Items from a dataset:
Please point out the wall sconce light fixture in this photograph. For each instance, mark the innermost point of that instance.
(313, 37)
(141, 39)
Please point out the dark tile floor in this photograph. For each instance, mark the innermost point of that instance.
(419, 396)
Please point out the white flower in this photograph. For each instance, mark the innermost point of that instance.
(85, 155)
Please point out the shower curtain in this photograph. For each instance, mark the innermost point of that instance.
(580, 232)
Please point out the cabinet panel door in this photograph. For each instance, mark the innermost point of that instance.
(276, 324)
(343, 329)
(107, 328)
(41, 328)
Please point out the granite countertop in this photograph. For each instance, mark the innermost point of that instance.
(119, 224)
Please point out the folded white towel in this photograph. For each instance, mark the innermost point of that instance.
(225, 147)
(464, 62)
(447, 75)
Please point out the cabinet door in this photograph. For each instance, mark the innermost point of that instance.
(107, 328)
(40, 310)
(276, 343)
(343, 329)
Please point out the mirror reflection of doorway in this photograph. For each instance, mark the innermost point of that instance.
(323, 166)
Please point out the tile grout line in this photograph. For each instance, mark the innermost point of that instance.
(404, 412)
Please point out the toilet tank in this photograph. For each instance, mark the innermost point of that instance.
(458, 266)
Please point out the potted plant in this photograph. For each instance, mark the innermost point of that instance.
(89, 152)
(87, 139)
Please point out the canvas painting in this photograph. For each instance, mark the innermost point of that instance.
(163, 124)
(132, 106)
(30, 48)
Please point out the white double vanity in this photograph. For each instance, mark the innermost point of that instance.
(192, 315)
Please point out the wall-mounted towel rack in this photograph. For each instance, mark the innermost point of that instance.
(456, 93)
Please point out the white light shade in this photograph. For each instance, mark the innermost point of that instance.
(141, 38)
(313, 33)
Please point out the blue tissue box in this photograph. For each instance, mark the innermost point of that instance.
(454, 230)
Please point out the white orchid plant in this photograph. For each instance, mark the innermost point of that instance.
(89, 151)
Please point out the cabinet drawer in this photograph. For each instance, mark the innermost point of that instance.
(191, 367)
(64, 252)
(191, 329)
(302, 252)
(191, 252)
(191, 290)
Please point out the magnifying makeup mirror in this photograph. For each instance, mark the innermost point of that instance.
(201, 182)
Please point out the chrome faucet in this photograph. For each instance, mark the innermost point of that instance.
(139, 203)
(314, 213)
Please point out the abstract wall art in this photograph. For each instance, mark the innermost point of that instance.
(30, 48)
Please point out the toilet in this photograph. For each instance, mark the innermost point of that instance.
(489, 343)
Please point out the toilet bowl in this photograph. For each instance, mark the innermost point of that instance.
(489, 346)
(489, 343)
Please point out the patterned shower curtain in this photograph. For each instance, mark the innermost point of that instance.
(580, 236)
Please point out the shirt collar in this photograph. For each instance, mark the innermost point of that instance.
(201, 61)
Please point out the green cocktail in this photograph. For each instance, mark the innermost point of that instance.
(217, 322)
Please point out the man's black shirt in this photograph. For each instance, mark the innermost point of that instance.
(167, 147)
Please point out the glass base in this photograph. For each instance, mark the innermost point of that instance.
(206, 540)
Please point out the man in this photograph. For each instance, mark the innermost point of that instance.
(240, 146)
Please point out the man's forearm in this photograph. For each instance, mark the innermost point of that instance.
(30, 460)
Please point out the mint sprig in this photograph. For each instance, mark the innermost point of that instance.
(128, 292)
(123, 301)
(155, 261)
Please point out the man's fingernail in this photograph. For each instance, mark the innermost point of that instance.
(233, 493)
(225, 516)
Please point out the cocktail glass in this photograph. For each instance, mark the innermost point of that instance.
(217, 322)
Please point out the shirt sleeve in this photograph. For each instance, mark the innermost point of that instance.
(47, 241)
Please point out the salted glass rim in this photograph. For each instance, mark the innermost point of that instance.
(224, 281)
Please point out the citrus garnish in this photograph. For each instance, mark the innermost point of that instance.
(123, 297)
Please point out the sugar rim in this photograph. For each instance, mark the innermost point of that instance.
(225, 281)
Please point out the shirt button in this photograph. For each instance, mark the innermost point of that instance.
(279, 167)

§ What is required: Each line from the one holding "Please point out the man's forearm" to the end of the data above goes into the answer exactly as written, and no other line does.

§ Written solution:
Please point out the man's forearm in this photograph. For each instance, mark the innermost point of that instance.
(30, 460)
Please point out the mint sprig in this photograph. For each instance, mark the innermost point of that instance.
(128, 292)
(123, 301)
(155, 261)
Please point out the man's fingernail in this photograph. For each instance, mark the innermost point of that instance.
(233, 493)
(225, 516)
Please point out the cocktail glass in this photograph. For each instance, mark the innermost point of that instance.
(217, 322)
Please point out the shirt sleeve in this photograph. For each instance, mark the innermost point of that instance.
(47, 241)
Please point out the salted glass rim in this photograph. For each instance, mark the innermost point of that instance.
(224, 281)
Please point out the citrus garnish in this photograph. For each instance, mark the innermost point of that instance.
(123, 297)
Please point out the sugar rim in this photograph. For each instance, mark the innermost point of that instance.
(225, 281)
Please point out the shirt button in this photograph. For each instance, mark the innermost point of that instance.
(279, 167)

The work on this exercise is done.